**Exercise directions**
Every line of the material is to be repeated exactly as it stands.

[Coordinate annotation records]
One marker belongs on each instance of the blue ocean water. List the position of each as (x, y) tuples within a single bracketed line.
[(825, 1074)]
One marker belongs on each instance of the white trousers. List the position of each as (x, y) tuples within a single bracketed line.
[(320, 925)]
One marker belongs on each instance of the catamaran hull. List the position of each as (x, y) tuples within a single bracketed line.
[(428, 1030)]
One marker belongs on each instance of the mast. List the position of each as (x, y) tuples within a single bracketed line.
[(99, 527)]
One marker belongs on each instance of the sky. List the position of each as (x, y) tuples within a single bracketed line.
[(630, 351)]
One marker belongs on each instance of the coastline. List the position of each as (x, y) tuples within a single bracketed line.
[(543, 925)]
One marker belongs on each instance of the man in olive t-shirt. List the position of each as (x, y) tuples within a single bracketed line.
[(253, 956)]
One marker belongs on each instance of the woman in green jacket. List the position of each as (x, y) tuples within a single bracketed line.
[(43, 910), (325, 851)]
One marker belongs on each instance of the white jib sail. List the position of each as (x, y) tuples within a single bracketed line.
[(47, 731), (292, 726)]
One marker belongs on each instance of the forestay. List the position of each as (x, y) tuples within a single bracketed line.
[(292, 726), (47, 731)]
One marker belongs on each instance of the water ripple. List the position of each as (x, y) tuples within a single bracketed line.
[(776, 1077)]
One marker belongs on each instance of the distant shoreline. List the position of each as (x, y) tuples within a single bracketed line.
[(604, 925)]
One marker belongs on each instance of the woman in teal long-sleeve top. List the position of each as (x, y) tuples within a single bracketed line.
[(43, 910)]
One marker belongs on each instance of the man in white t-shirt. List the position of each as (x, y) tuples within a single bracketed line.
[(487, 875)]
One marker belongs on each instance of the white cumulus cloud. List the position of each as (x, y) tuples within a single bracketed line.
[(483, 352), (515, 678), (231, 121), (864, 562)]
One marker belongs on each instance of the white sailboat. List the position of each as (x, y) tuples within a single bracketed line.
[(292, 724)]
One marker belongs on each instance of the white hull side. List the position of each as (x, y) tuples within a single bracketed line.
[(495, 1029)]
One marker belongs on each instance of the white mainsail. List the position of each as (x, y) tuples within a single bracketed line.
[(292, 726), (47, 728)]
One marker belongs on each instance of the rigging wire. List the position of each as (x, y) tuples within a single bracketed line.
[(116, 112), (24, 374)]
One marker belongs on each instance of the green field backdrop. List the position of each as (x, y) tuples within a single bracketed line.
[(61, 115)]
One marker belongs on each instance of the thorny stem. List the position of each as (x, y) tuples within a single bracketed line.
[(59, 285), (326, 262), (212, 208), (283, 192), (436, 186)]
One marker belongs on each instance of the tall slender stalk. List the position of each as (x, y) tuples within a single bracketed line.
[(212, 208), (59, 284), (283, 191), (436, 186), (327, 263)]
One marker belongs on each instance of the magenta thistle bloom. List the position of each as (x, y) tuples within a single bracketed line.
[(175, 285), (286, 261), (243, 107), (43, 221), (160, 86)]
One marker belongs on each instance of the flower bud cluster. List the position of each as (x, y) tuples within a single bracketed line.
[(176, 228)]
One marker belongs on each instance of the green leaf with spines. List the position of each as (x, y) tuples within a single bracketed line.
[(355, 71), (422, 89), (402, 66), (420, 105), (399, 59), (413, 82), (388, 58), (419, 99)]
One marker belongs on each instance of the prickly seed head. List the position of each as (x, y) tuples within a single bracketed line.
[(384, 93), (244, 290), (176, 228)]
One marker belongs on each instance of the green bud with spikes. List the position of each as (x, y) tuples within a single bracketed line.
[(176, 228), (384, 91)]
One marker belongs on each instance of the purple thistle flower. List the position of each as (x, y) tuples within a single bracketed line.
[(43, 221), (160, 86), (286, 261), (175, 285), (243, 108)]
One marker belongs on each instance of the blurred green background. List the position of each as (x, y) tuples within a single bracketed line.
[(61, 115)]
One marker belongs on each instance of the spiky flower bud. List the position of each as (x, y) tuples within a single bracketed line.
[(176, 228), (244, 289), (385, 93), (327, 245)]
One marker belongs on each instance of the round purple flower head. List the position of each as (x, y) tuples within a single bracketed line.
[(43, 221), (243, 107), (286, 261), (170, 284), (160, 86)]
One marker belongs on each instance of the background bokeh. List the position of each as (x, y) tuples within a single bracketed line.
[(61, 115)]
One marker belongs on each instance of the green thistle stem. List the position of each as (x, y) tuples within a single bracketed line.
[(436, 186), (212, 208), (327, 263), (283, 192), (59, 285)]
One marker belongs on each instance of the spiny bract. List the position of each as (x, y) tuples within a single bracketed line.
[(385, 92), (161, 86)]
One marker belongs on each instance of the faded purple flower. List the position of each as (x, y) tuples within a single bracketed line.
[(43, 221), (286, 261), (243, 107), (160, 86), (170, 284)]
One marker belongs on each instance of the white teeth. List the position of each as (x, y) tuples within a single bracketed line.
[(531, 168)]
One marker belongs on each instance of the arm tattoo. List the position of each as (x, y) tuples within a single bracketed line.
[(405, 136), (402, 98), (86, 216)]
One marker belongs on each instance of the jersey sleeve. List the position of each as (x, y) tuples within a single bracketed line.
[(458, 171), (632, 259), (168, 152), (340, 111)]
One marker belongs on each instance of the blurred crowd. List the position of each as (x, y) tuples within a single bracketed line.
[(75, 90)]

**Response**
One marker belongs on each instance of the blue ocean water. List the position of each as (x, y) tuples within a single bracketed line.
[(825, 1074)]
One marker belongs on each instance of the white trousers. List the position of each as (x, y) tuples within a single bracketed line.
[(320, 925)]
One marker belongs on each instance of the catamaran hull. List the position of each as (x, y) tuples within a single bracketed line.
[(428, 1030)]
One marker belongs on each instance of the mast. List the position of each as (x, y) tuples within a single bracketed line.
[(99, 527)]
One marker belongs on each instance of the sky. List the position of each as (x, y) tuples within a single bracketed line.
[(630, 351)]
One marker belongs on each instance of the coastline. List the position of each as (x, y) tuples within a single bracketed line.
[(543, 925)]
One marker belongs on each instance of the man in olive t-shirt. List the position of each as (x, y) tuples within a single bracketed line.
[(253, 956)]
One marker belongs on each instance of the woman in green jacket. List the position of each as (x, y) tuples within a single bracketed line.
[(43, 910), (325, 851)]
One marker belongs on each instance of the white jib sail. List the position of each as (x, y) tuples within a single bracketed line.
[(47, 731), (292, 726)]
One marker belongs on each instance of the forestay. List the position of each as (x, y) tuples within a single bracketed line.
[(292, 726), (47, 731)]
One marker belongs on each instance of the water ripple. List the position of each as (x, y) tuples within a single bracketed line.
[(776, 1077)]
One marker belongs on each instance of the distant shoreline. List the position of each as (x, y) tuples within a single bracketed line.
[(604, 925)]
One marker belongs on each instance of the woman in teal long-sleeve top. List the position of each as (x, y) tuples within a single bracketed line.
[(43, 910)]
One marker belongs on each instance of the man in white t-shirt. List the position of each as (x, y) tuples within a single bracketed line.
[(487, 875)]
One marker belongs on each instance of the white cumulus cloud. List the position of each as (x, y) tuples within a single bracketed line.
[(483, 352), (515, 678), (231, 121), (864, 562)]
One marker belongs on each instance of the white sailboat. List the position of each as (x, y) tuples within a single bracketed line.
[(292, 724)]
One marker belongs on each instance of the white hull side. List the position of each as (x, y) tuples within a single bracketed line.
[(495, 1029)]
One marker belongs on each instance of the white mainsail. List the position of each as (x, y) tuples within a single bracketed line.
[(292, 726), (47, 728)]
One marker belongs on each instance of the rigging wire. List the position of each as (x, y) tuples within a single bracketed line.
[(116, 112), (24, 374)]
One marker belongs on each instance of the green field backdrop. List the position of each as (x, y) tuples within a single bracketed line.
[(61, 115)]
One marker belongs on each instance of the thorny stem. List the position of each as (x, y) tuples within a single bracketed line.
[(59, 285), (326, 262), (212, 208), (283, 192), (436, 186)]
One marker belongs on each instance of the tall slender stalk. List the position of each as (x, y) tuples within a single bracketed line.
[(212, 208), (59, 284), (283, 191), (436, 186), (327, 263)]
One marker belongs on each instance of the magenta thistle bloom. List the position of each as (x, y) tuples within a single bracketed line.
[(175, 285), (286, 261), (243, 107), (43, 221), (160, 86)]
One marker belongs on each instance of the flower bud cluster. List the position of each as (x, y) tuples within a single bracketed line.
[(176, 228)]
One marker belongs on each instance of the green leaf with spines. List the position of each as (x, y) tuples within a single bracketed line.
[(355, 71), (422, 89), (402, 66), (420, 105), (399, 59), (413, 82), (388, 58), (419, 99)]
One marker belongs on each instance of the prickly seed head. List the position of each as (x, y) tuples within a single bracketed line.
[(384, 93), (244, 290), (176, 228)]
One marker belongs on each instance of the green bud with spikes. List the position of each as (x, y) tuples within a single bracketed line.
[(176, 228), (384, 91)]
One marker belongs on each instance of the purple thistle flower. List the position of each as (x, y) tuples within a single bracketed line.
[(43, 221), (160, 86), (286, 261), (175, 285), (243, 108)]
One marker belongs on each instance of the blurred green background. List the position of each as (x, y) tuples within a single bracketed line.
[(61, 115)]
One marker belongs on each instance of the spiky flower bud. List the position of each as (x, y) tuples within a single bracketed line.
[(176, 228), (244, 289), (385, 93), (327, 245)]
One marker belongs on each instance of the round purple flower head. List the position of each as (x, y) tuples within a single bracketed line.
[(43, 221), (243, 107), (286, 261), (170, 284), (160, 86)]
One marker belongs on each instance of the background bokeh. List the position of each as (x, y) tuples within a single bracketed line.
[(61, 115)]
One marker belongs on each instance of the green thistle stem. List the position of each as (x, y) tuples within a single bracketed line.
[(436, 186), (212, 208), (327, 263), (283, 192), (59, 285)]
One marker belongs on each instance of the spiny bract. List the position of each as (x, y) tuples within a single bracketed line.
[(385, 92), (161, 86)]
One marker belongs on each instance of the faded purple flower. List the position of each as (x, y) tuples within a single bracketed line.
[(43, 221), (286, 261), (243, 107), (160, 86), (170, 284)]
One marker belongs on each instance of the white teeth. List the position of each as (x, y) tuples within a single bracketed line.
[(531, 168)]
One marker belongs on each instance of the arm tattoo. List the position of each as (x, y) tuples within a single bracketed line.
[(405, 136), (402, 98), (86, 216)]
One marker belongs on each instance of the jersey sleeve. List the position of each as (x, y) tuples within a single bracketed line.
[(458, 171), (632, 259), (168, 152), (340, 111)]
One marker belongs on each instance of the blurred crowd. List the position of each as (x, y) tuples within a single bracketed line.
[(75, 90)]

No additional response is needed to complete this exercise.